Named object pointing entries
┄┄┄┄┄┄┄┄┄┄
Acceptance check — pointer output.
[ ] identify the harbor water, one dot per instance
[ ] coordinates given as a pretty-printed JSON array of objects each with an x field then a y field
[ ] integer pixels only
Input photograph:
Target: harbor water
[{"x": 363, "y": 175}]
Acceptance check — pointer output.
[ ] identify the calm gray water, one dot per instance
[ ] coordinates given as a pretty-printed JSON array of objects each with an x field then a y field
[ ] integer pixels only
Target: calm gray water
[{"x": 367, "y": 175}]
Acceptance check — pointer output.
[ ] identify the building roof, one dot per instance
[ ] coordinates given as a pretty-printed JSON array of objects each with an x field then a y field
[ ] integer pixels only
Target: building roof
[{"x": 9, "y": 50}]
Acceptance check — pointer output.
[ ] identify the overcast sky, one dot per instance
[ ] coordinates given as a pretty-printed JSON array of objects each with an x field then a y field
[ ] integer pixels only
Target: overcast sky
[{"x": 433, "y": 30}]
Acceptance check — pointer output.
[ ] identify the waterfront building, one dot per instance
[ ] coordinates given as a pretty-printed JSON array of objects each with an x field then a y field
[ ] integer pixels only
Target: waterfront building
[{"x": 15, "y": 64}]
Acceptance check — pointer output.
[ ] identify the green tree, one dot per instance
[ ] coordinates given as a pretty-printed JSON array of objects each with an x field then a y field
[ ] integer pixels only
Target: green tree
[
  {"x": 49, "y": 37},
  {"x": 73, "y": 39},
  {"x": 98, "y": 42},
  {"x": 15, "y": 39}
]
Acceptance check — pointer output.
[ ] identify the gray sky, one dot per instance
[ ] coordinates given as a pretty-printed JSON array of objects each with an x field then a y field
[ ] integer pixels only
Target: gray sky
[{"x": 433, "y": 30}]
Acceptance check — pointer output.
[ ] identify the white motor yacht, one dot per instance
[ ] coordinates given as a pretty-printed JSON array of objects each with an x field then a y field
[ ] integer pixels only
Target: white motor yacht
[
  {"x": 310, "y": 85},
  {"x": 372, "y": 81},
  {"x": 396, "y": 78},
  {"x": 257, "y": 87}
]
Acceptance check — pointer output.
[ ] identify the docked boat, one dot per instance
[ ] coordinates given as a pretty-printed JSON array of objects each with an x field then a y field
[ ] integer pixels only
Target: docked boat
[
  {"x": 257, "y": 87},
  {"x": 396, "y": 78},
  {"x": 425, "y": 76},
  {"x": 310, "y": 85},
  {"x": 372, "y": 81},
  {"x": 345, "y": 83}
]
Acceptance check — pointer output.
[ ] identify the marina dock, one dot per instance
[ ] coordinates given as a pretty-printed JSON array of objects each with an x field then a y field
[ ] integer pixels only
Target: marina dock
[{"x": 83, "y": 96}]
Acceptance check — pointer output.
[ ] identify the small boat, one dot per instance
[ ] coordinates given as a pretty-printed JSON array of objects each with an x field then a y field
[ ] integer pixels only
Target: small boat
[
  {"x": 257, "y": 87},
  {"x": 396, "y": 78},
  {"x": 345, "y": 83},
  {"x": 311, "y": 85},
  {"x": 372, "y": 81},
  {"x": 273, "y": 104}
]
┄┄┄┄┄┄┄┄┄┄
STATED EXERCISE:
Each record must be returned exactly as it is written.

FINAL ANSWER:
Acceptance check — pointer output.
[ ] identify the harbor water, one dot per instance
[ ] coordinates given as a pretty-printed JSON array of objects each with an x field then a y field
[ ] integer pixels only
Input photograph:
Target: harbor water
[{"x": 363, "y": 175}]
Acceptance check — pointer output.
[ ] identify the calm gray water, one dot per instance
[ ] coordinates given as a pretty-printed JSON array of objects each with an x field then a y field
[ ] integer pixels only
Target: calm gray water
[{"x": 367, "y": 175}]
Acceptance check — pointer output.
[ ] identify the building roof, one dot per instance
[ ] coordinates given as a pretty-printed JSON array of objects each with an x field then a y field
[ ] integer pixels only
Target: building roof
[{"x": 9, "y": 50}]
Acceptance check — pointer output.
[ ] identify the overcast sky, one dot per instance
[ ] coordinates given as a pretty-printed JSON array of objects each with an x field then a y field
[ ] integer pixels only
Target: overcast sky
[{"x": 433, "y": 30}]
Acceptance check — pointer output.
[ ] identify the waterfront building, one dot per instance
[ ] coordinates given as a pretty-printed JSON array of objects each with an x field then a y field
[ ] integer pixels only
Target: waterfront building
[{"x": 15, "y": 64}]
Acceptance check — pointer output.
[ ] identify the green tree, one dot per instance
[ ] coordinates given as a pretty-printed JSON array of objects each with an x field then a y field
[ ] integer pixels only
Target: green tree
[
  {"x": 49, "y": 37},
  {"x": 73, "y": 39},
  {"x": 98, "y": 42},
  {"x": 15, "y": 39}
]
Acceptance check — pointer output.
[ ] identify the gray sky, one dot per instance
[ ] coordinates given as a pretty-printed JSON array of objects each with an x field then a y field
[ ] integer pixels only
Target: gray sky
[{"x": 433, "y": 30}]
Acceptance check — pointer output.
[ ] identify the white motor yacht, one dot per instance
[ ] coordinates given as a pretty-printed JSON array of objects each with an x field then a y field
[ ] integer pixels only
Target: white motor yacht
[
  {"x": 310, "y": 85},
  {"x": 372, "y": 81},
  {"x": 396, "y": 78},
  {"x": 257, "y": 87}
]
Acceptance check — pointer output.
[ ] identify the docked boat, one dot per instance
[ ] coordinates given as a pretty-printed JSON array of objects each with an x field then a y field
[ ] integer pixels only
Target: docked boat
[
  {"x": 257, "y": 87},
  {"x": 396, "y": 78},
  {"x": 425, "y": 76},
  {"x": 310, "y": 85},
  {"x": 372, "y": 81},
  {"x": 345, "y": 83}
]
Acceptance check — pointer output.
[ ] identify the marina dock, one dot per instance
[ ] coordinates given as a pretty-printed JSON array of objects each with an x field then a y field
[ ] integer pixels only
Target: marina dock
[{"x": 83, "y": 96}]
Acceptance check — pointer output.
[ ] identify the small boat, one dot per instance
[ ] coordinates given as a pretty-printed JSON array of objects each with an x field then a y field
[ ] integer pixels only
Target: small boat
[
  {"x": 257, "y": 87},
  {"x": 396, "y": 78},
  {"x": 345, "y": 83},
  {"x": 311, "y": 85},
  {"x": 372, "y": 81},
  {"x": 273, "y": 104}
]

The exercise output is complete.